BRANO PROPOSTO:
E così, mentre il programma sul sito della Fiera che aprirà il 23 maggio prossimo (e durerà fino al 29) continua a essere generico, con pochi ospiti confermati e nessun nome di grido (Bettany Hughes, Mitch Albom, Paul Maar, and Levison Wood, oltre allo chef Gennaro Contaldo, italiano trapiantato a Londra, maestro di Jamie Oliver). L'unica certezza è questa: Habermas non ci sarà, né in presenza (cosa che del resto avrebbe probabilmente richiesto al filosofo 91enne settimane di quarantena in arrivo negli Emirati e al ritorno) né da remoto.

ATTIVITÀ DA SVOLGERE:
A – Trascrivi parola per parola la parte del brano che comincia con "E così, mentre" e finisce con "né da remoto.".
B – Elenca tutti gli ospiti confermati della Fiera che il brano nomina.
C – Riassumi il brano in due frasi.
Le righe che seguono provengono da una fonte diversa dal brano.

DATI FORNITI:
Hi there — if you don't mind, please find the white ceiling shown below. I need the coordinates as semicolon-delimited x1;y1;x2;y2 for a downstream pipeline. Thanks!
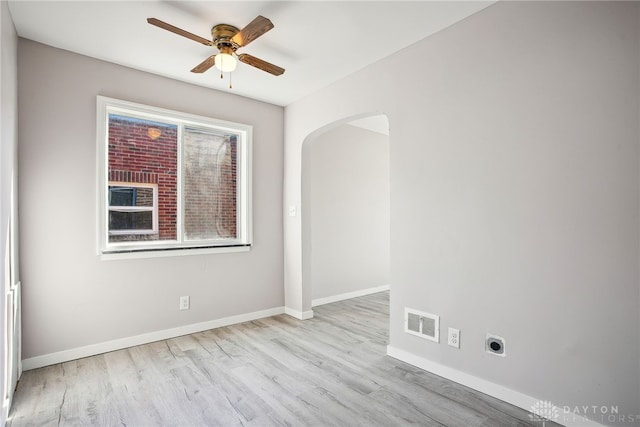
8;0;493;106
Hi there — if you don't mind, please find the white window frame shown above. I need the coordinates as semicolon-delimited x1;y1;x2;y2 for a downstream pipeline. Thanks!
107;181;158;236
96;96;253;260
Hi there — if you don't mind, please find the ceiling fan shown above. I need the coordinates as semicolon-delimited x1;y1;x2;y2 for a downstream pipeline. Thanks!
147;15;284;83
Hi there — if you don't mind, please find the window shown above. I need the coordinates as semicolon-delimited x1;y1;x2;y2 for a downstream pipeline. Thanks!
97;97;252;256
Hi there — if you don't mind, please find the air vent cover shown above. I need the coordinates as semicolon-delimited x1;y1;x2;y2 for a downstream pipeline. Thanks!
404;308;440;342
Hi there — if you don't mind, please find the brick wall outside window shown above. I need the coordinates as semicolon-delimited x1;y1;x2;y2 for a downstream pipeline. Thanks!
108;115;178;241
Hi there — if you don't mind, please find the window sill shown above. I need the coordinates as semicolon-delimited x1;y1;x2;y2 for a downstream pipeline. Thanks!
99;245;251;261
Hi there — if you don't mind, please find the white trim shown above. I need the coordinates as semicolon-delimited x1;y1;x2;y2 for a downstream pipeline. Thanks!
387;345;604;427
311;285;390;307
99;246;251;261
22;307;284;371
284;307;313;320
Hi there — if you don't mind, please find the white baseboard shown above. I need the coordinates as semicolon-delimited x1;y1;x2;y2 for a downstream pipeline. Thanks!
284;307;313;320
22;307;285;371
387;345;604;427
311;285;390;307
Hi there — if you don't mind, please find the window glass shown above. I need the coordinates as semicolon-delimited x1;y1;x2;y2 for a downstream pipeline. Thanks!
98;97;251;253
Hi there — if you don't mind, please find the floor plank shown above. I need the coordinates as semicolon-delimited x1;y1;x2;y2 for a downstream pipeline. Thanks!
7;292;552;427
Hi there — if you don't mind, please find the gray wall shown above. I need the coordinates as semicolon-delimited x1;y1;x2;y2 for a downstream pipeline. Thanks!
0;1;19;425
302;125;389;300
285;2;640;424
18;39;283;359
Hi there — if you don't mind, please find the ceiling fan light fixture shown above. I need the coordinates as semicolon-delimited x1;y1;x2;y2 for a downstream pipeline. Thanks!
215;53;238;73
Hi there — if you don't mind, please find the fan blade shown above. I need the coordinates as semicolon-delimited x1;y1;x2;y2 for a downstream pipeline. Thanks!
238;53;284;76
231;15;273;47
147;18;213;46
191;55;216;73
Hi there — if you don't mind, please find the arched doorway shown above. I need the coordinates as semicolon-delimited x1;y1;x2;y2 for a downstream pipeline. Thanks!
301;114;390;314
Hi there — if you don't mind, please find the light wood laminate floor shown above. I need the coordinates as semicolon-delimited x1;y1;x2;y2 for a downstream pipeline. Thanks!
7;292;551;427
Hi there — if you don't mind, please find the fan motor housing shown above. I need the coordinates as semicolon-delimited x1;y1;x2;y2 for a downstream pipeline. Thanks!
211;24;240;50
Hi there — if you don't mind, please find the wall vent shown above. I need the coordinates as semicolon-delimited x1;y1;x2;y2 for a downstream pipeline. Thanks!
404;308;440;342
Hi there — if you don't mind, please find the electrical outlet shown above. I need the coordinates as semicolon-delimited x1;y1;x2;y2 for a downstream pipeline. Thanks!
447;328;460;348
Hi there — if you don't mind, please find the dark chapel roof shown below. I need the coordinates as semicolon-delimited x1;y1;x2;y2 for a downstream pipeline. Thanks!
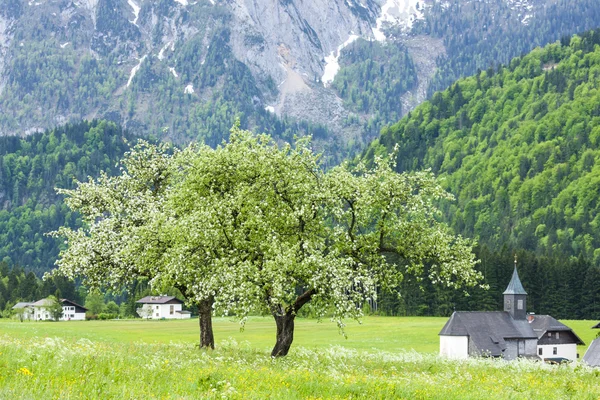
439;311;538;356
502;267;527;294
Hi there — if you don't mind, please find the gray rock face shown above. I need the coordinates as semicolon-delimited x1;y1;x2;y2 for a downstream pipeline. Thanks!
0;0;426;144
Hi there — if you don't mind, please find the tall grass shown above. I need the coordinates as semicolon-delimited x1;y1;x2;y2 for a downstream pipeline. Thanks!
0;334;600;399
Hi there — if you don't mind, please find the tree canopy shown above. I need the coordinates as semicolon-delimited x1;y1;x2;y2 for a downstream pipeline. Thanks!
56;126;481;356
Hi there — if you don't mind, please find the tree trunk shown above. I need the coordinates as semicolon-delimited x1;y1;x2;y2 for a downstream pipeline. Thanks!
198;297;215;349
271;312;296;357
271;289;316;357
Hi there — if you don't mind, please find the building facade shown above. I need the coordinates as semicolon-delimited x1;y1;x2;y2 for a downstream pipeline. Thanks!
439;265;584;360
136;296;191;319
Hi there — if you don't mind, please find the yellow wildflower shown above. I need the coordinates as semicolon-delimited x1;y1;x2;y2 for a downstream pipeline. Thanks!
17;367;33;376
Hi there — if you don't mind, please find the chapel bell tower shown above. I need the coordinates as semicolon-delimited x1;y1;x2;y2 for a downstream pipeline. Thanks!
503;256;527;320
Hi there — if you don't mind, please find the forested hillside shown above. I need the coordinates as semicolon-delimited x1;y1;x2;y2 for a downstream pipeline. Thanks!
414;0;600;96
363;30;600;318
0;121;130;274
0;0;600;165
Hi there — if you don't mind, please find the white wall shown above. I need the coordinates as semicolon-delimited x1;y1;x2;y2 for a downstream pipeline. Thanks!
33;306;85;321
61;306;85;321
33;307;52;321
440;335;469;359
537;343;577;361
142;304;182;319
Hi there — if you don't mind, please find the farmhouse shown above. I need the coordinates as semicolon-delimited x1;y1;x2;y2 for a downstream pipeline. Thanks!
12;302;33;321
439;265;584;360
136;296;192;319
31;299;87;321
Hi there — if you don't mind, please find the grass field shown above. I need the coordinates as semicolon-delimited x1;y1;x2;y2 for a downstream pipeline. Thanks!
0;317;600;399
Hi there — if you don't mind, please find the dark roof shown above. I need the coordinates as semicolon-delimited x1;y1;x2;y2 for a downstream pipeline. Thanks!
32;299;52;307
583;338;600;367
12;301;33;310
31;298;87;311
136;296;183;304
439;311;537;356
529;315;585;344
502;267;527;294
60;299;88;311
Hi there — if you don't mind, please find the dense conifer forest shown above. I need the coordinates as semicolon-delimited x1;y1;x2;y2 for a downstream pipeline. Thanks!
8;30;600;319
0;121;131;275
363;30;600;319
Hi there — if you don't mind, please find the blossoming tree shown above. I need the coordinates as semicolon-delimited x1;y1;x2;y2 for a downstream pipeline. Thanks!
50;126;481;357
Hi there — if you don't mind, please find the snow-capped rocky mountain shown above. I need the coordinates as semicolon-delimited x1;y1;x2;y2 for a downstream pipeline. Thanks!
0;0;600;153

* * *

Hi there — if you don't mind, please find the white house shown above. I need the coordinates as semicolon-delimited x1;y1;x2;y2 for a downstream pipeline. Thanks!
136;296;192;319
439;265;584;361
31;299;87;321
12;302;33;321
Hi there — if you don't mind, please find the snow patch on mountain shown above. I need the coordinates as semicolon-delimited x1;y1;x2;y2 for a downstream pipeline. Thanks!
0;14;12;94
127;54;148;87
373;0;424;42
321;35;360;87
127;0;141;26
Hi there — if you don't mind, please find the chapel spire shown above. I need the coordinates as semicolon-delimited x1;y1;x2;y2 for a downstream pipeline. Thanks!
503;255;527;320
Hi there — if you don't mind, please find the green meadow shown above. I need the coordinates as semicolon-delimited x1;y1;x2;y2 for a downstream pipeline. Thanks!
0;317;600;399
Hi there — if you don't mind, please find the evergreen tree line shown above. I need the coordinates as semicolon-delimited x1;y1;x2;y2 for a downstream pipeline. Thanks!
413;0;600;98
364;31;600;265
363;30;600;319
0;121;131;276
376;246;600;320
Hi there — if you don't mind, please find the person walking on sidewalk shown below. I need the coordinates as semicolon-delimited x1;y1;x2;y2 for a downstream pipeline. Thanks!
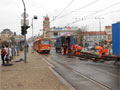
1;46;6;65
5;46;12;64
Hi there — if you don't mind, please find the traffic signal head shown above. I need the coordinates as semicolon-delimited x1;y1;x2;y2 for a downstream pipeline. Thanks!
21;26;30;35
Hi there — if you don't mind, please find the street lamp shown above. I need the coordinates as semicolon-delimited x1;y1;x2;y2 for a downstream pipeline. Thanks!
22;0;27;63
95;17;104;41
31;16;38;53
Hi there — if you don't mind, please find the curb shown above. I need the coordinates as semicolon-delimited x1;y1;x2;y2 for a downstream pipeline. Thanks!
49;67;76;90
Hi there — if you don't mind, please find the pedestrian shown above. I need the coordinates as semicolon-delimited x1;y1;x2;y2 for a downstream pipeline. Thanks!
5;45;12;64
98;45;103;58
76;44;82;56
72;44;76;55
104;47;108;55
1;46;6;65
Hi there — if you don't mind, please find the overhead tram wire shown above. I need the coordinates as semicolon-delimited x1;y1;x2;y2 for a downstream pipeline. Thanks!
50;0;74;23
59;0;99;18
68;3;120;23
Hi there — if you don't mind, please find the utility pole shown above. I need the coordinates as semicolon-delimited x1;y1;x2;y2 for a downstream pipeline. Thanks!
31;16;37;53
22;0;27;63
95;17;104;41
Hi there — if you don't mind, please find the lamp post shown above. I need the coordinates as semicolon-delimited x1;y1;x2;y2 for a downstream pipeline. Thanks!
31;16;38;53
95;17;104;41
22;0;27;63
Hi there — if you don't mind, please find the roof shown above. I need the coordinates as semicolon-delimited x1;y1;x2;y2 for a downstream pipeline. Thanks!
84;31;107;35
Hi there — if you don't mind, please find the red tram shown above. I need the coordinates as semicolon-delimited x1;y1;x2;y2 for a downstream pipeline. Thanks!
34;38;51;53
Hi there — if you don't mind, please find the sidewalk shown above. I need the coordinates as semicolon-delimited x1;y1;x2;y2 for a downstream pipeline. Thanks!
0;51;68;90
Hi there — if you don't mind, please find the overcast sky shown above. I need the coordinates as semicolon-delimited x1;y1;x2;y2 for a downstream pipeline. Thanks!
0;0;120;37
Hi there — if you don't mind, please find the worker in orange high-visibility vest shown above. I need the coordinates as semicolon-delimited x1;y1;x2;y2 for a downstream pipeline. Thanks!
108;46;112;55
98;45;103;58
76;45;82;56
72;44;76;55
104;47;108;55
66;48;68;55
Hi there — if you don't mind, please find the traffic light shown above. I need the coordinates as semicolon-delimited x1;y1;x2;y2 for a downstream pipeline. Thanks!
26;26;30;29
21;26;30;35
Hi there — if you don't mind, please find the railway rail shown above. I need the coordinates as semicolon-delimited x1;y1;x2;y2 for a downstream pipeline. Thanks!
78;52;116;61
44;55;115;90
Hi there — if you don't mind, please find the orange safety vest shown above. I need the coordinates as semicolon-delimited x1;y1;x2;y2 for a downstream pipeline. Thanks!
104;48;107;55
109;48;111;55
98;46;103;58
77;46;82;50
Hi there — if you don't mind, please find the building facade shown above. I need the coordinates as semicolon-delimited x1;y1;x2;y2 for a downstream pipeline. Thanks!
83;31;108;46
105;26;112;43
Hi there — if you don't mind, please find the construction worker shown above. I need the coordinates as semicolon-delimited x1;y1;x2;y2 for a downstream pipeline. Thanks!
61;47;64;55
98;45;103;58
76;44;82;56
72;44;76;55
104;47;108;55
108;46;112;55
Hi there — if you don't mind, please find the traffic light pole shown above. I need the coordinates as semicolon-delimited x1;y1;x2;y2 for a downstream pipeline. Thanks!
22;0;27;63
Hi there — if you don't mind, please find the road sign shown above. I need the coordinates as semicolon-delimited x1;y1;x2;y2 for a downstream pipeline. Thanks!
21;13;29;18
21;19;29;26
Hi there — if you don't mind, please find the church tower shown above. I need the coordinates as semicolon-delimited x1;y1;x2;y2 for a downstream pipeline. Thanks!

---

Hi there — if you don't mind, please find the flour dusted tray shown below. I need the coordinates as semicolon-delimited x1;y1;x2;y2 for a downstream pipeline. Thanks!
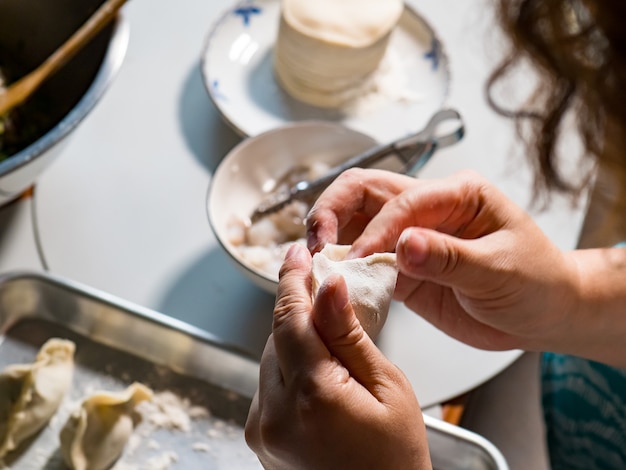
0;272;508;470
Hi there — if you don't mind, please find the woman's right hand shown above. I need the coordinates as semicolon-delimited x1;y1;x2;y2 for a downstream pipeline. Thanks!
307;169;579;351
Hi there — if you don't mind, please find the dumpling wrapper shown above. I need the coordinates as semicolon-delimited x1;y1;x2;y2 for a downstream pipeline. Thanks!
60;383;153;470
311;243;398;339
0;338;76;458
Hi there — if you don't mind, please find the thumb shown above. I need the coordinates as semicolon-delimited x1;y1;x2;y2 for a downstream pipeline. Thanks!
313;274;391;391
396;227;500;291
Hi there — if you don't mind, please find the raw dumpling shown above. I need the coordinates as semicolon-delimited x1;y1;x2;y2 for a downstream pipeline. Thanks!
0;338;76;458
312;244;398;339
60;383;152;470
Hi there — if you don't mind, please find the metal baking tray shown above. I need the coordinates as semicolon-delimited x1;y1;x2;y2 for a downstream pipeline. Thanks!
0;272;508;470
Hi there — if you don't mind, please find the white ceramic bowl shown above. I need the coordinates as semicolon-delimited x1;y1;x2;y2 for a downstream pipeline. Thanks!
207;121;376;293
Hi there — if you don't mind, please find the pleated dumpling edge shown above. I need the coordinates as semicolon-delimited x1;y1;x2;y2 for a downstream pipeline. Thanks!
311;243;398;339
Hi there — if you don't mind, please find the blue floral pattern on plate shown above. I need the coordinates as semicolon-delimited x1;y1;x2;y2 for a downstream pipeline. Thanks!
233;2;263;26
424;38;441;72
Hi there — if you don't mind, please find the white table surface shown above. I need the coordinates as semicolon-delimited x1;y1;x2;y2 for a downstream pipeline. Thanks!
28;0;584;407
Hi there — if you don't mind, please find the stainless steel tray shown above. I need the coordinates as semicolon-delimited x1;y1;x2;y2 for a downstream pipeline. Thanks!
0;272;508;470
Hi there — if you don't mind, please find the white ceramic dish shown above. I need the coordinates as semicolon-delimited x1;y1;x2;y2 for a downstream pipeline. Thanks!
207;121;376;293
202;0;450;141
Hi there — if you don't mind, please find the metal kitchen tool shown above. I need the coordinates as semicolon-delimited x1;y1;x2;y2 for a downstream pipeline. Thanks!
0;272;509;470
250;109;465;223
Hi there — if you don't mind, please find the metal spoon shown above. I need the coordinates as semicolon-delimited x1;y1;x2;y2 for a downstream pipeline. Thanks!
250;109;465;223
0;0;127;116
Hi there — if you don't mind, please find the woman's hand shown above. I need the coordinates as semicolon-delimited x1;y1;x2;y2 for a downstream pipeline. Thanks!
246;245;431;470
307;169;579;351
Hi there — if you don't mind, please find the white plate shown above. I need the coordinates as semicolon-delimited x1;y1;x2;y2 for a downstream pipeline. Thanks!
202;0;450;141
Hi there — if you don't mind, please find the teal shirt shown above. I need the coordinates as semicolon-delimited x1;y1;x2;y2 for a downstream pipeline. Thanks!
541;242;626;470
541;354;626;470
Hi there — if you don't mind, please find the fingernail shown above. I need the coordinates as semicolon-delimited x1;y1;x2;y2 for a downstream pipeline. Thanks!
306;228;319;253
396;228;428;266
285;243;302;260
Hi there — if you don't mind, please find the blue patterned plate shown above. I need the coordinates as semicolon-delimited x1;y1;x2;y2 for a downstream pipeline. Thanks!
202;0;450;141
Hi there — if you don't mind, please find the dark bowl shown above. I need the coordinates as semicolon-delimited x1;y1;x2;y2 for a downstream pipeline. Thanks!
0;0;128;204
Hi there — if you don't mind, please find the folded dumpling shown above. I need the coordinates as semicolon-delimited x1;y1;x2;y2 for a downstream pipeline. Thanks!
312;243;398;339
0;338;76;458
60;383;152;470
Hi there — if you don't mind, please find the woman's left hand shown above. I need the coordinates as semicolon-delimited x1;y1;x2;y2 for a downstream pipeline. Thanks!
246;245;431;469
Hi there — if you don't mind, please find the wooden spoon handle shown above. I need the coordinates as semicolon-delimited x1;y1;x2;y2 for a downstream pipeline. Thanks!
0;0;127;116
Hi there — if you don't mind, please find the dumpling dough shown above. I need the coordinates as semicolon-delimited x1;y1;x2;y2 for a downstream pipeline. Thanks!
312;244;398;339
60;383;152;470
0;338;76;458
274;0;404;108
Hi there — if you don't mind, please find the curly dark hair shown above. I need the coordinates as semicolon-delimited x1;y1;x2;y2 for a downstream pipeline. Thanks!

SOLUZIONI DELL'ESERCIZIO:
A –
E così, mentre il programma sul sito della Fiera che aprirà il 23 maggio prossimo (e durerà fino al 29) continua a essere generico, con pochi ospiti confermati e nessun nome di grido (Bettany Hughes, Mitch Albom, Paul Maar, and Levison Wood, oltre allo chef Gennaro Contaldo, italiano trapiantato a Londra, maestro di Jamie Oliver). L'unica certezza è questa: Habermas non ci sarà, né in presenza (cosa che del resto avrebbe probabilmente richiesto al filosofo 91enne settimane di quarantena in arrivo negli Emirati e al ritorno) né da remoto.

B – Bettany Hughes, Mitch Albom, Paul Maar, Levison Wood, Gennaro Contaldo

C – Il programma sul sito della Fiera, che aprirà il 23 maggio e durerà fino al 29, resta generico, con pochi ospiti confermati e nessun nome di grido. L'unica certezza è che Habermas non ci sarà, né in presenza né da remoto.